> **EXTRAIT DE PAGE**:
>>>

" Mon écologie à moi est votre écologie ! " (Sandrine Rousseau, le 19 septembre 2021).
Les écologistes d'Europe Écologie-Les Verts (EELV) ont organisé une primaire ouverte pour la désignation de leur candidat à l'élection présidentielle de 2022. Pour pouvoir voter, n'importe quel Français de plus de 16 ans pouvait s'inscrire avant le 12 septembre 2021, sous réserve de payer 2 euros et d'approuver une charte des valeurs écologistes qui ne mangeait pas de pain.
Cinq candidatures ont été retenues et les inscrits pouvaient voter par voie électroniquement ( avec tout ce que cela implique) du 16 au 19 septembre 2021. C'est ce dimanche 19 septembre 2021 vers 17 heures 30 que le secrétaire national de EELV, Julien Bayou a annoncé les résultats de ce premier tour. Le second tour aura lieu du 25 au 28 septembre 2021.
C'est incroyable comment les journalistes ont pris pour argent comptant les affirmations des responsables écologistes. Car au contraire de ce qu'ils prétendent, jamais la situation n'a été aussi mauvaise pour les écologistes que ces résultats qui ont mis les quatre principaux candidats dans un mouchoir de poche. Jamais la famille écologiste n'a été aussi divisée tant du point de vue des personnes que de leur programme.

<<<

> **TRAVAIL DEMANDÉ**: Prolongez l'extrait ci-dessus sur la primaire écologiste d'EELV pour la présidentielle de 2022, en reprenant après sa dernière phrase. Les entrées ci-après proviennent d'une autre source.

Entrées d'annotation par coordonnées
>>>

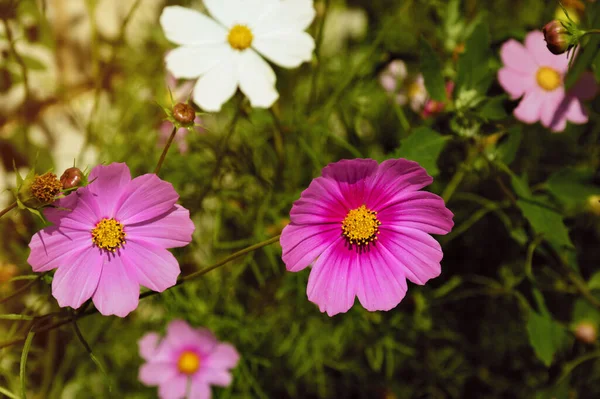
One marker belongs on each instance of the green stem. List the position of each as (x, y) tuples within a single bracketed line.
[(165, 150), (8, 209)]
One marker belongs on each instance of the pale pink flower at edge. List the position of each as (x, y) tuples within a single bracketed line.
[(364, 227), (186, 357), (110, 237), (535, 73)]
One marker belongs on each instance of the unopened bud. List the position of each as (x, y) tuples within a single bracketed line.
[(72, 177), (45, 188), (184, 113), (586, 332), (557, 37)]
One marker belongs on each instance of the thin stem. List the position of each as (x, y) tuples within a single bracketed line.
[(312, 98), (8, 209), (166, 150), (189, 277), (13, 49)]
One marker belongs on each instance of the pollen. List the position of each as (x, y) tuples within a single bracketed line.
[(109, 235), (188, 363), (240, 37), (361, 226), (46, 187), (548, 78)]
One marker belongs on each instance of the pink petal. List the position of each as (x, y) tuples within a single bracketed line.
[(516, 57), (536, 47), (144, 198), (394, 177), (169, 230), (118, 291), (332, 283), (107, 183), (75, 282), (302, 244), (586, 87), (148, 345), (223, 356), (53, 247), (152, 266), (382, 283), (200, 390), (174, 388), (420, 210), (515, 83), (157, 373), (529, 110), (416, 252)]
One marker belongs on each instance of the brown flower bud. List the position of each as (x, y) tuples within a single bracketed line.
[(71, 177), (586, 332), (557, 37), (45, 188), (184, 113)]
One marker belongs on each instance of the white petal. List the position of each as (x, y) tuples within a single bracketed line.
[(257, 79), (191, 62), (190, 27), (217, 86), (286, 16), (288, 50)]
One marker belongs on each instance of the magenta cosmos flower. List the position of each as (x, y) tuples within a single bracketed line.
[(110, 237), (364, 227), (536, 74), (186, 362)]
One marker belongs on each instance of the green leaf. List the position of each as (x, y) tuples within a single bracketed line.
[(572, 186), (507, 150), (546, 222), (431, 68), (424, 146), (493, 109), (546, 336)]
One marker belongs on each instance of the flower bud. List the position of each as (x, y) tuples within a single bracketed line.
[(557, 37), (184, 113), (72, 177), (586, 332)]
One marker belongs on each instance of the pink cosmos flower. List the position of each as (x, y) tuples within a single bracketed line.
[(536, 74), (364, 227), (186, 362), (110, 237)]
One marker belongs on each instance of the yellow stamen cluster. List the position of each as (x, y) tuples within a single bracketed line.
[(109, 235), (188, 363), (361, 226), (240, 37), (46, 187), (548, 78)]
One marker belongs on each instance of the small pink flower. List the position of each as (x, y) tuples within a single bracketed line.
[(536, 74), (364, 227), (110, 237), (186, 357)]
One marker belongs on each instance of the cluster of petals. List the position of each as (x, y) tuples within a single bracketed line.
[(399, 216), (143, 210), (225, 52), (186, 362), (534, 73)]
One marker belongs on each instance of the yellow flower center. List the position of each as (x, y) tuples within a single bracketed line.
[(108, 234), (240, 37), (548, 78), (189, 362), (361, 226)]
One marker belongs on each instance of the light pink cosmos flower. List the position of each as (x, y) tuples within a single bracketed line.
[(364, 227), (110, 237), (536, 74), (186, 362)]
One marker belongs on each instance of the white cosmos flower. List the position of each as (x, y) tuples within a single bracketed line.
[(223, 53)]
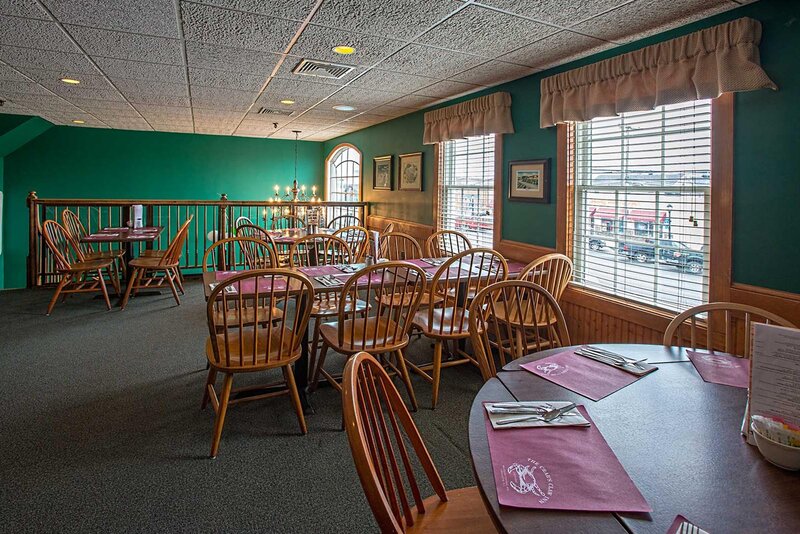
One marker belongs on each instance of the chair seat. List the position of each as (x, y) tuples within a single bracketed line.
[(446, 322), (464, 512), (374, 329), (241, 349)]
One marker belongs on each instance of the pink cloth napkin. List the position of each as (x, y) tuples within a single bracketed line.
[(721, 368), (560, 468), (584, 376)]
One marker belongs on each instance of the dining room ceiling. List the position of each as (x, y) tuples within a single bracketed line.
[(226, 67)]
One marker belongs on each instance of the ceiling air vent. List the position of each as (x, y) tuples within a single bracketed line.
[(269, 111), (321, 69)]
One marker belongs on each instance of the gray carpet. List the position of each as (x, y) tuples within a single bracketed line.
[(102, 431)]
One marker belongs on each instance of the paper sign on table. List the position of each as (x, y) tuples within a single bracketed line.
[(560, 468)]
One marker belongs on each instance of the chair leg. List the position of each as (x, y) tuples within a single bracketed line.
[(401, 362), (131, 283), (168, 275), (437, 371), (103, 287), (212, 377), (318, 368), (288, 375), (223, 407), (64, 281)]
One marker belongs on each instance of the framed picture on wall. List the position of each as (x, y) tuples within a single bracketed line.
[(382, 173), (529, 180), (410, 172)]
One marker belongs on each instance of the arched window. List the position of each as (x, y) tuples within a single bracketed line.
[(343, 174)]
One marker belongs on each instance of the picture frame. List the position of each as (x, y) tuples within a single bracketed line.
[(529, 180), (382, 170), (409, 172)]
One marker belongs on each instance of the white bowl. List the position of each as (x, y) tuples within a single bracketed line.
[(783, 456)]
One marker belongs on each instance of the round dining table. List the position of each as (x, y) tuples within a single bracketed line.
[(679, 439)]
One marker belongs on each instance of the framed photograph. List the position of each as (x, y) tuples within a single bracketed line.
[(529, 180), (410, 172), (382, 173)]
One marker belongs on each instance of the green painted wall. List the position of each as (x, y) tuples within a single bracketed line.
[(766, 175), (72, 162)]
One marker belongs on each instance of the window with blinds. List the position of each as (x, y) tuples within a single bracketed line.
[(344, 173), (641, 212), (466, 188)]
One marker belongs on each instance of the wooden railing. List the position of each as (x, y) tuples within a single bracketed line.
[(212, 220)]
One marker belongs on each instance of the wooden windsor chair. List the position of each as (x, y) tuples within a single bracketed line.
[(455, 283), (505, 310), (382, 438), (385, 330), (446, 243), (77, 231), (154, 272), (78, 275), (240, 346), (357, 238), (397, 246), (344, 221), (735, 327)]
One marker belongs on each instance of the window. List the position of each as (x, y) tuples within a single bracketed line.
[(466, 188), (641, 213), (343, 175)]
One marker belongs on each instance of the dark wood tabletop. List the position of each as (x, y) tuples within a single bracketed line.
[(124, 235), (679, 439)]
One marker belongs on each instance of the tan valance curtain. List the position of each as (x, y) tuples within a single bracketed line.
[(479, 116), (701, 65)]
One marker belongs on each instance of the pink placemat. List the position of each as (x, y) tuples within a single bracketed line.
[(560, 468), (584, 376), (721, 368)]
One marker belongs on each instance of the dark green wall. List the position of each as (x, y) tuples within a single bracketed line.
[(767, 160), (72, 162)]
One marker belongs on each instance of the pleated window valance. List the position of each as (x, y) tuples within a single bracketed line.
[(479, 116), (701, 65)]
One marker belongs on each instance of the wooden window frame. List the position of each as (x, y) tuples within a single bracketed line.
[(721, 219)]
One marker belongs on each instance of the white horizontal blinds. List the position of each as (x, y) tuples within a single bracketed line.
[(642, 205), (343, 175), (466, 188)]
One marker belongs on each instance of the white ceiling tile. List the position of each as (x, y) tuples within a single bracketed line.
[(643, 18), (234, 28), (555, 49), (211, 56), (287, 9), (427, 61), (232, 80), (392, 81), (394, 19), (69, 63), (484, 32), (23, 8), (492, 72), (138, 70), (152, 17), (447, 88), (317, 43), (121, 45), (40, 34), (555, 11)]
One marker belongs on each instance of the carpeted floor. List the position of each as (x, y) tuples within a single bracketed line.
[(102, 431)]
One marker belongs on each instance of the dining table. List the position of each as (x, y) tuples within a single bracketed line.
[(301, 366), (677, 437)]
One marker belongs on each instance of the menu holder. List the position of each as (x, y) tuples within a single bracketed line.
[(774, 377)]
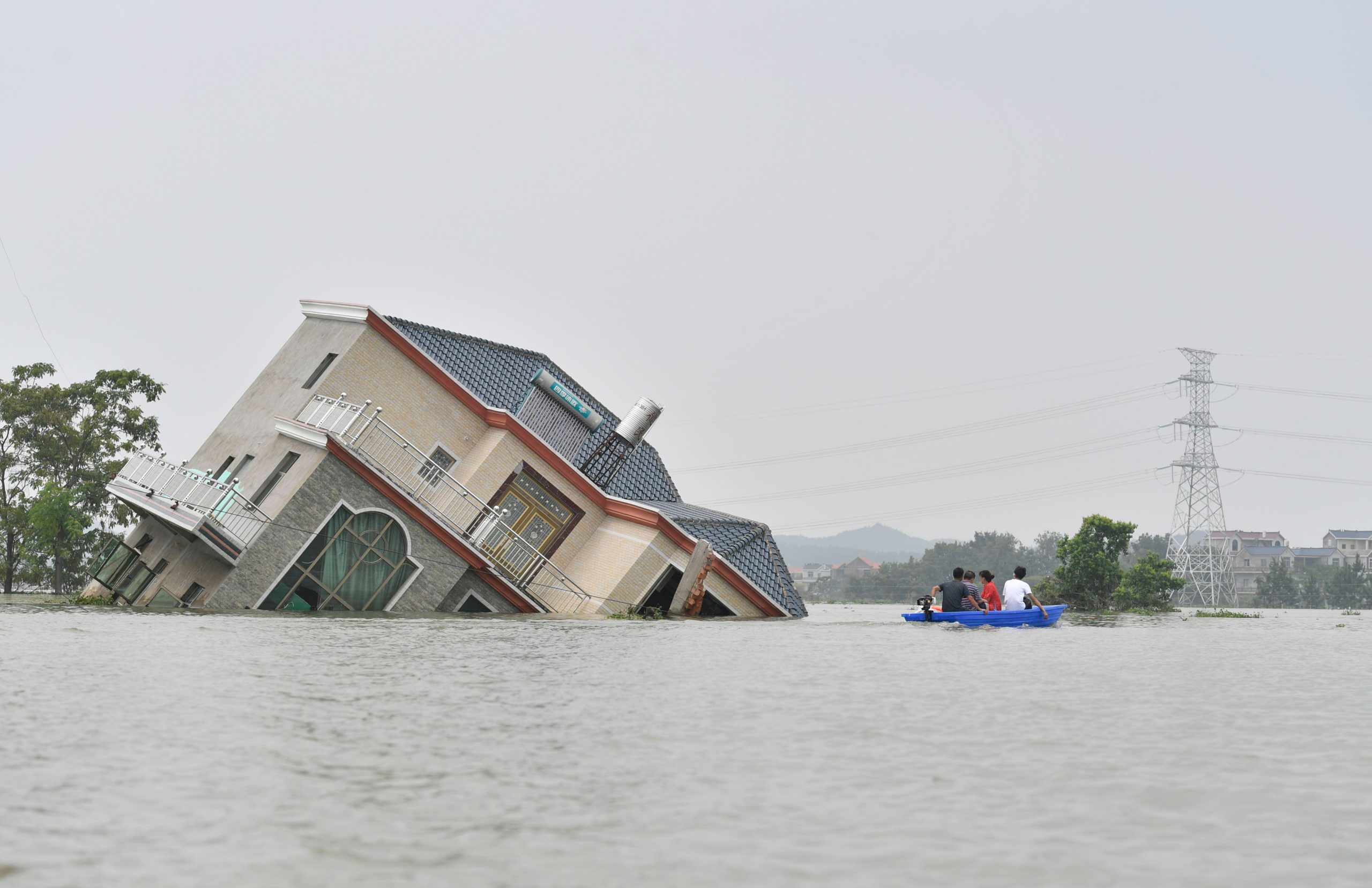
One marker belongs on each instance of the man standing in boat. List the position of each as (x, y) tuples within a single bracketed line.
[(957, 596), (1018, 596)]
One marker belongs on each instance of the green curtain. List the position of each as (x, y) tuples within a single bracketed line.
[(360, 559), (374, 558)]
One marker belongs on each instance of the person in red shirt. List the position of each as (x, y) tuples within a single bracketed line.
[(988, 591)]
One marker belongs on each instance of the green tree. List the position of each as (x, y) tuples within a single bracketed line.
[(70, 441), (1090, 573), (1042, 558), (1149, 585), (1346, 586), (1146, 542), (1278, 588)]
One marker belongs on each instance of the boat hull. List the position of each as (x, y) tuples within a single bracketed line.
[(1031, 617)]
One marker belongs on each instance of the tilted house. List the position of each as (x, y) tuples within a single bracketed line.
[(378, 464)]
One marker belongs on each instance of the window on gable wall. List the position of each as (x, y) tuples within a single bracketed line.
[(270, 485), (319, 371)]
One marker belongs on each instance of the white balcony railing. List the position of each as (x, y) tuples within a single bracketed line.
[(457, 508), (190, 489), (331, 415)]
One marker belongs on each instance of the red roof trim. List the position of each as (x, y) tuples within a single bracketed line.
[(618, 508), (463, 551)]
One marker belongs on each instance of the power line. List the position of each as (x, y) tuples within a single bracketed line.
[(16, 275), (1305, 393), (1301, 436), (884, 482), (962, 505), (956, 431), (943, 392), (1315, 478)]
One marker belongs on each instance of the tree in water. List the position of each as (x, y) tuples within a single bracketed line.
[(1090, 573), (1149, 585), (66, 442), (1278, 588)]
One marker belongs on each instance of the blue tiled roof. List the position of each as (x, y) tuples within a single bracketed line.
[(500, 377), (747, 546)]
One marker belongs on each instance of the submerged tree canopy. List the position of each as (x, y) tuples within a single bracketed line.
[(58, 448)]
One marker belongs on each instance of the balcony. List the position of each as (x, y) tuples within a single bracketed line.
[(461, 512), (190, 502)]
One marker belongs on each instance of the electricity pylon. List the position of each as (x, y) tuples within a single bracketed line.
[(1197, 547)]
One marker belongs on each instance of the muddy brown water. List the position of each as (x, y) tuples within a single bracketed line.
[(849, 749)]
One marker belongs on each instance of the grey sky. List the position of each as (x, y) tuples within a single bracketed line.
[(733, 207)]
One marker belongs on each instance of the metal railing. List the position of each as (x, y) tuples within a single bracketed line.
[(331, 415), (459, 510), (223, 504)]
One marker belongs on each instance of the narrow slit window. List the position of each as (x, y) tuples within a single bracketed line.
[(472, 606), (192, 593), (319, 371), (270, 485), (434, 467), (243, 466)]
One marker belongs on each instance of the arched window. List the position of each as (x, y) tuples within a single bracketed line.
[(356, 563)]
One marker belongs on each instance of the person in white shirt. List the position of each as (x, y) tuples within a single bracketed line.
[(1017, 593)]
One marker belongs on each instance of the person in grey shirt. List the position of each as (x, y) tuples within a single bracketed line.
[(957, 596)]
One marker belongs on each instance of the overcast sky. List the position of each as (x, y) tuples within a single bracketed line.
[(737, 209)]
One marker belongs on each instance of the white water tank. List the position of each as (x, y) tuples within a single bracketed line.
[(635, 426)]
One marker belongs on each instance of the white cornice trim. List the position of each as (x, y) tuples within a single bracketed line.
[(335, 311), (302, 433)]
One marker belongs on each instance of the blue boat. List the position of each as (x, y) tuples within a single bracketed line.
[(1031, 617)]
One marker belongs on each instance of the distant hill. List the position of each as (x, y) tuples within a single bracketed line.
[(877, 542)]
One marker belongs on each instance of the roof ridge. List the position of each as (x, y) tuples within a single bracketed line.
[(471, 338)]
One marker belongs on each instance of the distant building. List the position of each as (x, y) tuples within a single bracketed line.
[(1239, 539), (1255, 561), (858, 567), (1353, 546), (804, 578), (1311, 558)]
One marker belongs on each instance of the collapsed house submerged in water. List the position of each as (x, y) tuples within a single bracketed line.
[(378, 464)]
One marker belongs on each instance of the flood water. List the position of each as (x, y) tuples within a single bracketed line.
[(849, 749)]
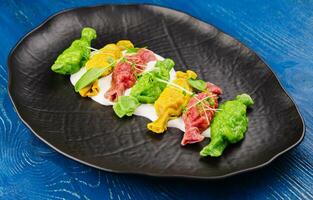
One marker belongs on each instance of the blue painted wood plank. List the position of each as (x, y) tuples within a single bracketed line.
[(280, 32)]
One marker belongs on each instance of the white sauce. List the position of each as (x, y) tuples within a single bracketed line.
[(144, 110)]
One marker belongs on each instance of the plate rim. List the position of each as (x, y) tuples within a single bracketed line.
[(155, 175)]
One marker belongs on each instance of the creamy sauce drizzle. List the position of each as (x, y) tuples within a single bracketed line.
[(144, 110)]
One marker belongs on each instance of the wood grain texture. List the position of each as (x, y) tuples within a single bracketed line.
[(281, 33)]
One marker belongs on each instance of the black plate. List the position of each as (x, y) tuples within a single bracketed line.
[(90, 133)]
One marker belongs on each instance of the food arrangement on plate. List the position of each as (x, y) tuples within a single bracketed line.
[(136, 81)]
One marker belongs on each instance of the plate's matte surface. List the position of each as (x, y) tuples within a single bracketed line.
[(90, 133)]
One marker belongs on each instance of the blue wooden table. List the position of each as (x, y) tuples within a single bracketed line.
[(281, 32)]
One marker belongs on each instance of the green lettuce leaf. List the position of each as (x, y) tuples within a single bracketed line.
[(126, 105)]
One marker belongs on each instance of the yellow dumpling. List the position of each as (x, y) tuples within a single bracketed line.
[(124, 44), (171, 101), (112, 49), (90, 90), (104, 58)]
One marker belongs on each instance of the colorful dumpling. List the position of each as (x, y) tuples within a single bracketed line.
[(199, 113), (126, 71), (146, 90)]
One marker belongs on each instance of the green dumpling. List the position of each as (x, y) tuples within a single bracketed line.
[(74, 57), (228, 126)]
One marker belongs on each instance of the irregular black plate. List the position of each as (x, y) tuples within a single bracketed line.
[(90, 133)]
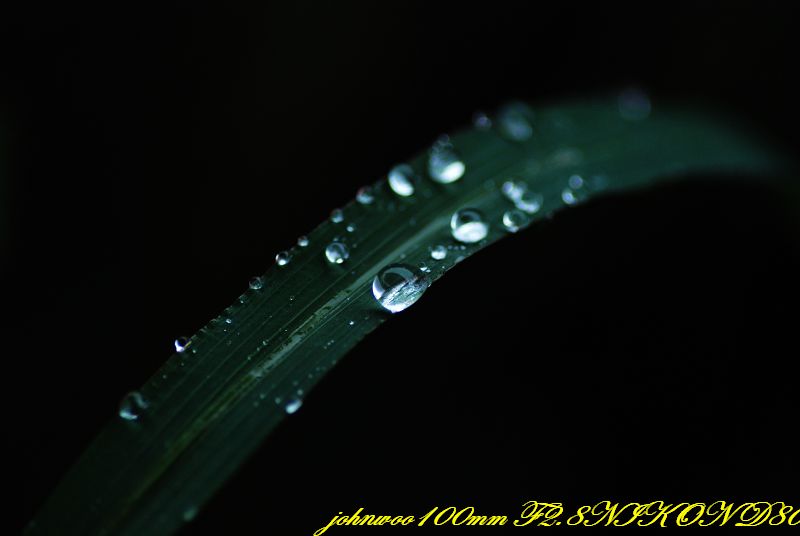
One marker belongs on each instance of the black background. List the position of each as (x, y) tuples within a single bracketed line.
[(638, 348)]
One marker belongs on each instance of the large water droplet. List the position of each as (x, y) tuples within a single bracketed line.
[(180, 344), (515, 219), (634, 105), (438, 252), (132, 406), (293, 405), (575, 192), (444, 162), (402, 180), (513, 121), (336, 253), (469, 226), (398, 286), (364, 195)]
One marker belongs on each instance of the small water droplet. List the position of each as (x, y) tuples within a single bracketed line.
[(293, 405), (438, 252), (180, 344), (634, 104), (398, 286), (513, 190), (444, 162), (336, 253), (469, 226), (513, 121), (530, 202), (481, 121), (515, 219), (365, 196), (575, 192), (402, 180), (132, 406)]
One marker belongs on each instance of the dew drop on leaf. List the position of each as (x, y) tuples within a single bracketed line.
[(336, 253), (365, 196), (444, 162), (293, 405), (575, 192), (402, 180), (180, 344), (515, 219), (438, 252), (132, 406), (514, 123), (398, 286), (256, 283), (469, 226)]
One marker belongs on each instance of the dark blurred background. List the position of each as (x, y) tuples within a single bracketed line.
[(638, 348)]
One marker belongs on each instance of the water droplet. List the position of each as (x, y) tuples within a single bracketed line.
[(575, 192), (515, 219), (513, 190), (444, 162), (402, 180), (190, 513), (180, 344), (438, 252), (365, 196), (530, 202), (293, 405), (336, 253), (132, 406), (468, 225), (513, 121), (481, 121), (634, 104), (398, 286)]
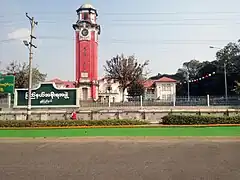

<<<

> **PRODUCTION ATTENDUE**:
1. C'est une forte participation ? Tout est relatif !
L'idée de penser que cette primaire EELV a eu une forte participation est une sorte de matraquage de la méthode Coué : plus on le dit, plus on y croit. Pire : ils sont capables de dire, avec les résultats du premier tour, "La société est portée à plus de..." alors que seulement 122 675 Français se sont inscrits à cette primaire. Certes, il y a eu une forte participation (c'est-à-dire le rapport entre ceux qui ont voté et ceux qui se sont inscrits), 86,91% mais pourquoi se serait-on inscrit pour ne pas voter (surtout que l'inscription était payante) ?
Certes (aussi), l'objectif était de 100 000 inscriptions et quelques jours avant la fin des inscriptions, il n'y en avait que 75 000. C'est beaucoup plus que la précédente primaire EELV, celle d'octobre 2016, qui n'avait reçu que 17 146 inscriptions.
Mais il faut un peu se réveiller : il s'agit d'élire le Président de la République d'une nation qui compte plus de 68 millions d'habitants. Ces 122 675 inscrits ne représentent même pas 0,2% de la population ! À l'élection présidentielle de 2017, il y avait plus de 48 millions d'électeurs inscrits. Probablement plus en 2022. 122 675, c'est finalement le corps électoral pour une ou quelques circonscriptions des 577 que compte la France.
La meilleure comparaison reste les primaires des autres. Celle de LR en novembre 2016, ils étaient plus de 4,4 millions de Français à avoir participé au choix du candidat LR. Chez les socialistes, ils étaient plus de 2 millions à avoir voté à la primaire PS de janvier 2017.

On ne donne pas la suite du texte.